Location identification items
--

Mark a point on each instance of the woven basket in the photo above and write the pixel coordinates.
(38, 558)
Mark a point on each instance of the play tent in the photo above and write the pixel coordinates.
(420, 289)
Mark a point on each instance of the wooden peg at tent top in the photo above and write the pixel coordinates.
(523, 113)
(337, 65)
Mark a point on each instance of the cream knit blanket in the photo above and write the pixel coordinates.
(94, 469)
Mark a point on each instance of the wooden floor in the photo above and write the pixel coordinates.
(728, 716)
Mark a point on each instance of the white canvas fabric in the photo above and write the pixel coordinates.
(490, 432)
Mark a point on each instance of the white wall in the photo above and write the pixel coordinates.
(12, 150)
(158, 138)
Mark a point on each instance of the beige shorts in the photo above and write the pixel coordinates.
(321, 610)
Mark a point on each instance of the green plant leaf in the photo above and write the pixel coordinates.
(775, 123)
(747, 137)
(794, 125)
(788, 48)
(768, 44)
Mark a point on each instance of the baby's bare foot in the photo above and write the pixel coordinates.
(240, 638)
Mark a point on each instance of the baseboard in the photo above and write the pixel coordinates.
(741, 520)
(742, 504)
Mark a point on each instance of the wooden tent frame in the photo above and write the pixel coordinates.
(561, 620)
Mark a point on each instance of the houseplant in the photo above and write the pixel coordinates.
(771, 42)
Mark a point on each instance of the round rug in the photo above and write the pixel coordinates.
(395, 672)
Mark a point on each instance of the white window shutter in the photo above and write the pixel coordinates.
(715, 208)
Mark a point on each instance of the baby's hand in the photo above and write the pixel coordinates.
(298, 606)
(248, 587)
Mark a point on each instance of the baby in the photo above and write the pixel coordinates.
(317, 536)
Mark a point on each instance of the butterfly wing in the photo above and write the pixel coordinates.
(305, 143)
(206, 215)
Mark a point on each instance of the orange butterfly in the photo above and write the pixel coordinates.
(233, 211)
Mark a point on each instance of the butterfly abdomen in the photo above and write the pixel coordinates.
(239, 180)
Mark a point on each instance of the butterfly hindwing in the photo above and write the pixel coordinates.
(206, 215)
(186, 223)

--

• [DIRECTION]: Give back every row above word for word, changing nothing.

• [ANSWER FOR THIS EXERCISE]:
Mark a point on each instance of the woven basket in the photo above and write the pixel coordinates.
(38, 558)
Mark a point on each instance of the play tent in the photo above and write the pixel coordinates.
(420, 289)
Mark a point on each instance of the wooden peg at tent top in the photo above and write the pixel coordinates.
(523, 113)
(337, 65)
Mark a point on each instance of the cream knit blanket in the photo above and write the pixel coordinates.
(94, 469)
Mark a point on each instance of the wooden floor in the photo above and write the pixel coordinates.
(728, 716)
Mark a point on each instance of the white canvas fabric in the photo above and write the pixel coordinates.
(490, 432)
Mark a point on each instance of the white wall in the photo above and write the pixel coordinates.
(12, 150)
(158, 138)
Mark a point on each instance of the beige shorts in the photo above and write the pixel coordinates.
(321, 610)
Mark a point on each instance of the green plant leaf in the photo above and write the pixel coordinates.
(775, 123)
(747, 137)
(794, 125)
(788, 48)
(768, 44)
Mark a point on each instance of the baby's bare foot in the photo above and write the pixel coordinates.
(240, 638)
Mark a point on each instance of the baseboard in the photo above and write the pixel coordinates.
(741, 520)
(742, 504)
Mark a point on each instance of the wooden tent frame in the photo above and write the pixel coordinates.
(561, 620)
Mark a point on each instance of the houseplant in the photo above and write the pixel coordinates.
(771, 42)
Mark a point on each instance of the round rug in the photo above and write the pixel coordinates.
(395, 672)
Mark a point on each instance of the white window shutter in the photo above and write the pixel coordinates.
(715, 208)
Mark a point on each instance of the baby's hand in the photo above and write the pixel coordinates.
(298, 606)
(248, 587)
Mark a point on each instance of the baby in the photo above and write the pixel coordinates.
(317, 536)
Mark a point on each instance of the butterfly wing in the photo above and write the pixel coordinates.
(305, 143)
(206, 215)
Mark a point on each instance of the orange butterfly in the photo above and write the pixel coordinates.
(233, 211)
Mark a point on each instance of the butterfly abdomen in the photo above and write the pixel coordinates.
(239, 180)
Mark a point on each instance of the butterfly hindwing in the photo above and write the pixel coordinates.
(206, 215)
(186, 223)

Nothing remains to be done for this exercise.